• **DESCRIPTION OF THE TASK**
Render the records as a Markdown table with the columns Row and Line, starting at the line that contains "Spot the landing" and ending after the line that contains "(1132, 461)". Number each row and omit blank lines.

EXERCISE MATERIAL start

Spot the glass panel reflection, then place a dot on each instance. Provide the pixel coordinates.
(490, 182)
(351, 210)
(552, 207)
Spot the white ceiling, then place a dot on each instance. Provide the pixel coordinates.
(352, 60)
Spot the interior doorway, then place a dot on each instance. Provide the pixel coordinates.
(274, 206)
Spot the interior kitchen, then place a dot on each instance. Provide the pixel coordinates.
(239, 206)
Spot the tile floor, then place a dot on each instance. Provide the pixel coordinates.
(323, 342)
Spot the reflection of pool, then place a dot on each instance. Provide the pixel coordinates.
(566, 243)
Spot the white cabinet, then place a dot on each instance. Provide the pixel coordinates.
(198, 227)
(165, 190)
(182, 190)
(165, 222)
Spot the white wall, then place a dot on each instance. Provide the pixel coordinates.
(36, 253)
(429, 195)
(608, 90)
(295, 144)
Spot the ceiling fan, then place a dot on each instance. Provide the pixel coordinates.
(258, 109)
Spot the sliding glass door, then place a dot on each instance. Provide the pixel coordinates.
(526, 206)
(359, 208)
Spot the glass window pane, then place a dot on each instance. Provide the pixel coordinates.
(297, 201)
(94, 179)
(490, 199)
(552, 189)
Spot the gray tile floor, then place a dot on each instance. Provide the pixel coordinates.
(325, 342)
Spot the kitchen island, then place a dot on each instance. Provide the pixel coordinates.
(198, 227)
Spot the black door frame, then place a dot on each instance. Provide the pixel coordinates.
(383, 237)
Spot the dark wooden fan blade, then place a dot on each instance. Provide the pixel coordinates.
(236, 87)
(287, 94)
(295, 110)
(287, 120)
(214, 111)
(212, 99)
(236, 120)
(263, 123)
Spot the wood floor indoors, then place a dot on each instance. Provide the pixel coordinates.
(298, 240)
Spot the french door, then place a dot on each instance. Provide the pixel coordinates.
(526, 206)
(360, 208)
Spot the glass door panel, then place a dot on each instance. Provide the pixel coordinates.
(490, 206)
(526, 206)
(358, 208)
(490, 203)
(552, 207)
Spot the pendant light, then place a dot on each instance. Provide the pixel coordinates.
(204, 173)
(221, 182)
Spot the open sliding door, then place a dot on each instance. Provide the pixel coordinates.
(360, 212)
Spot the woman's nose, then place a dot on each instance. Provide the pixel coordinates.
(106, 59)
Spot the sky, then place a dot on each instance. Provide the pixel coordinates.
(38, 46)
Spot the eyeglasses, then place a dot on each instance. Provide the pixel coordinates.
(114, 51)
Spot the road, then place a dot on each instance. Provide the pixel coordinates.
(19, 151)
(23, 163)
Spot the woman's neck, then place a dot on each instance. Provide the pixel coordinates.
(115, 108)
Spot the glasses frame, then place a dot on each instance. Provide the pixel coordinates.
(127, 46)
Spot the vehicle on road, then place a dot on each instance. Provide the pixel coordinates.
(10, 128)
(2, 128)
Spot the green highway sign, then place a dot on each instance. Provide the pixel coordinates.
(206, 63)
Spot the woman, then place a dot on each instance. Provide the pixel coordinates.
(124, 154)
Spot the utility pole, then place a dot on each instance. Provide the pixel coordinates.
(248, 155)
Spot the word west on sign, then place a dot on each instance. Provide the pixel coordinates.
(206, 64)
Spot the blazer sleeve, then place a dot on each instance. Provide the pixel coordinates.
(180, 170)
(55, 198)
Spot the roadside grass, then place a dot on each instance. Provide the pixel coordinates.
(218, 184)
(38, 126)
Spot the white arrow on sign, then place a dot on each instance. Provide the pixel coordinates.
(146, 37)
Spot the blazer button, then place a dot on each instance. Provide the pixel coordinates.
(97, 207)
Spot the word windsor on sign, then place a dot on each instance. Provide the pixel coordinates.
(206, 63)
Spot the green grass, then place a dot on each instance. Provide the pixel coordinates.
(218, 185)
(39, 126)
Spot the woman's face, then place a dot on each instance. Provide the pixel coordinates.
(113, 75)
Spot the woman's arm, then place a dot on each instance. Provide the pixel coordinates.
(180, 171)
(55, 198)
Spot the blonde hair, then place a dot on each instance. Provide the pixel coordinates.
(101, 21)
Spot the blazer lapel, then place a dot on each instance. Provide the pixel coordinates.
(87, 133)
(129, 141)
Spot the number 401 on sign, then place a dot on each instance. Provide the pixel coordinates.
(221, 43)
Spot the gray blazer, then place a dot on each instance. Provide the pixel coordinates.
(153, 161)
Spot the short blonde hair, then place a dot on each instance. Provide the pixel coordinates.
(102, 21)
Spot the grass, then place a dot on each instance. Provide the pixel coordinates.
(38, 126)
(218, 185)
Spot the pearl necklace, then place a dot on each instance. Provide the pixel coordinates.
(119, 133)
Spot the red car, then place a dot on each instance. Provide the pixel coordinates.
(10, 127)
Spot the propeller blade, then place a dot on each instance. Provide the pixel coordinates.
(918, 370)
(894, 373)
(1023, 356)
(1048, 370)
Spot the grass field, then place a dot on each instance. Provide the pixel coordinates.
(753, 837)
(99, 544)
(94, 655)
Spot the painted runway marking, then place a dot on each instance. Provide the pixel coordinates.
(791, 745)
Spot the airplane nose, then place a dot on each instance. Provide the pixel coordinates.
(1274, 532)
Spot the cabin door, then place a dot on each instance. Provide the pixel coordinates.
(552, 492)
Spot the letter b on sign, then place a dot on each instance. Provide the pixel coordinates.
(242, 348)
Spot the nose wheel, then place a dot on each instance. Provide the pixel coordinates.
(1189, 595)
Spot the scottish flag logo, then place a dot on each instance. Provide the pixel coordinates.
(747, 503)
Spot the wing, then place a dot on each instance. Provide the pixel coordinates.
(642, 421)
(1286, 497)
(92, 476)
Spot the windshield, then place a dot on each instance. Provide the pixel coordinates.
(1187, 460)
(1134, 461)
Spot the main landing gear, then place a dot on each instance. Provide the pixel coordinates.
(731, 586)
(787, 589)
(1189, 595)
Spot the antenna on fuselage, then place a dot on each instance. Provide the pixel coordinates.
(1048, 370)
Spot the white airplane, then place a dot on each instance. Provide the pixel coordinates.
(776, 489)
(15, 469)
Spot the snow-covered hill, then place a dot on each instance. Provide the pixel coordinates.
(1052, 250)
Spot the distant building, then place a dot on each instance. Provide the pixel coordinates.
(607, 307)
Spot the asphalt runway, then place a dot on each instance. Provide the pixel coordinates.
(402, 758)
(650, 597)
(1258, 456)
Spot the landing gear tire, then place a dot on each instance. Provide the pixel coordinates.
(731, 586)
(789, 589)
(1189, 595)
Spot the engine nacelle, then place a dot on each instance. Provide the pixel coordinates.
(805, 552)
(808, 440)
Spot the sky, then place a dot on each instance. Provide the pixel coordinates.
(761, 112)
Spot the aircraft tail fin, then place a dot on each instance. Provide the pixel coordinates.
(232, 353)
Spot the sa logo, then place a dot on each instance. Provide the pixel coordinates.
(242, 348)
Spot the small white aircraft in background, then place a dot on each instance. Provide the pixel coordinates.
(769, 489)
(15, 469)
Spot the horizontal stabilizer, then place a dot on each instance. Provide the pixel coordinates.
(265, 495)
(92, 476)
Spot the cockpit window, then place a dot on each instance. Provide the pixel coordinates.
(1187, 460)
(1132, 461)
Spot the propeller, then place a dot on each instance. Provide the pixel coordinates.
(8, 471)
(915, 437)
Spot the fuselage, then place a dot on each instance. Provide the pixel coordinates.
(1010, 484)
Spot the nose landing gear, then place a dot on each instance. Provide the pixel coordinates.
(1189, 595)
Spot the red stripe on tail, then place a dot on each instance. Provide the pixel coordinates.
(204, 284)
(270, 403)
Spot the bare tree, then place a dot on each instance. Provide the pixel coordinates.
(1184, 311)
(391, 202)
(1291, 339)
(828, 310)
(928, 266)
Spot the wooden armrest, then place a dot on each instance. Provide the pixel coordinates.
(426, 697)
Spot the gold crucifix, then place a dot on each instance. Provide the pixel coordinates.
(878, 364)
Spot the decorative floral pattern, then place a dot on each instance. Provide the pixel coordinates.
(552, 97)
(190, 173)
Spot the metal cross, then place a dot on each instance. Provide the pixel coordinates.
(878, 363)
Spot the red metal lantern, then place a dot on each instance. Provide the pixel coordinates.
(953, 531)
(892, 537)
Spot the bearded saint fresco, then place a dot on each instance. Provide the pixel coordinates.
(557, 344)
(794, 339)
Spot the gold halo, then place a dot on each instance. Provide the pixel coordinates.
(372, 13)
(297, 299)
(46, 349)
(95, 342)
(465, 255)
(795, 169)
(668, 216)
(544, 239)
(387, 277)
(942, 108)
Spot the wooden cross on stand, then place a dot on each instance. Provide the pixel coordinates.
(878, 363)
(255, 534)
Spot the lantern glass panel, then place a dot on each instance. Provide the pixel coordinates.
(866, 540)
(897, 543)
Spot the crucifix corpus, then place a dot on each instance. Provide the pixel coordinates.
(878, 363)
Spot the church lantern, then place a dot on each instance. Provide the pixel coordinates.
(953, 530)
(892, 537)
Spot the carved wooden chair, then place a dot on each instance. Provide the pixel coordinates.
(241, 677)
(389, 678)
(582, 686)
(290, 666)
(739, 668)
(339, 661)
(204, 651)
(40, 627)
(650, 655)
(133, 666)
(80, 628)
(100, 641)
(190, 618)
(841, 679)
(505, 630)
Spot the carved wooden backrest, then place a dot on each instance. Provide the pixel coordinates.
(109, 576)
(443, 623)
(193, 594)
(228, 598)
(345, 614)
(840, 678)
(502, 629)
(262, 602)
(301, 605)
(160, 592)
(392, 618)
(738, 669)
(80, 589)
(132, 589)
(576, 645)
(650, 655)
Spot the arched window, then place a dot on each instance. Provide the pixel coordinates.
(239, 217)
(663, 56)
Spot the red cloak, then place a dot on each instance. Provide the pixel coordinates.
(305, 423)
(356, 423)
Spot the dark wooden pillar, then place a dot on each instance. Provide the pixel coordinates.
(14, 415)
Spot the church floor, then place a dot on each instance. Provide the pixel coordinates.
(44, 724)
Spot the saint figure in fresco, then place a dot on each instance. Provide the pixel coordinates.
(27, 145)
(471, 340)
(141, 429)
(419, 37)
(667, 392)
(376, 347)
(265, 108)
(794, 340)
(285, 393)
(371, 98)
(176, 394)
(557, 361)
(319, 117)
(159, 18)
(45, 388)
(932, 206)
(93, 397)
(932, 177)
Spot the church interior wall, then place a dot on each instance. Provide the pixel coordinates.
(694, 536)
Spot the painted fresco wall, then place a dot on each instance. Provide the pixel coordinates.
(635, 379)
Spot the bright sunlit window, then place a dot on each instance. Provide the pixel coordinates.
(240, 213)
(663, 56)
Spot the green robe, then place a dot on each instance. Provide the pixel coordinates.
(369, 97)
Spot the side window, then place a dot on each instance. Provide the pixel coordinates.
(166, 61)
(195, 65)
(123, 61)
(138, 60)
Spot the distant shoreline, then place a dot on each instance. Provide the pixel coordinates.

EXERCISE MATERIAL end

• **RESULT OF THE TASK**
| Row | Line |
|---|---|
| 1 | Spot the landing gear tire, then place a dot on each instance. Provide the pixel coordinates. |
| 2 | (731, 586) |
| 3 | (789, 589) |
| 4 | (1189, 595) |
| 5 | Spot the engine nacelle, then place a dot on each instance. Provide the pixel coordinates. |
| 6 | (805, 552) |
| 7 | (808, 440) |
| 8 | Spot the sky, then place a dot on each instance. Provide the pixel coordinates. |
| 9 | (761, 112) |
| 10 | Spot the aircraft tail fin, then place a dot on each instance. Provide the pixel coordinates. |
| 11 | (232, 353) |
| 12 | Spot the sa logo, then place a dot on each instance. Provide the pixel coordinates. |
| 13 | (242, 348) |
| 14 | Spot the small white aircraft in background, then place a dot on each instance. Provide the pixel coordinates. |
| 15 | (769, 489) |
| 16 | (15, 469) |
| 17 | Spot the horizontal stabilizer, then place a dot on each instance. Provide the pixel coordinates. |
| 18 | (265, 495) |
| 19 | (92, 476) |
| 20 | Spot the cockpit window, then place a dot on each instance. Provide the pixel coordinates. |
| 21 | (1187, 460) |
| 22 | (1132, 461) |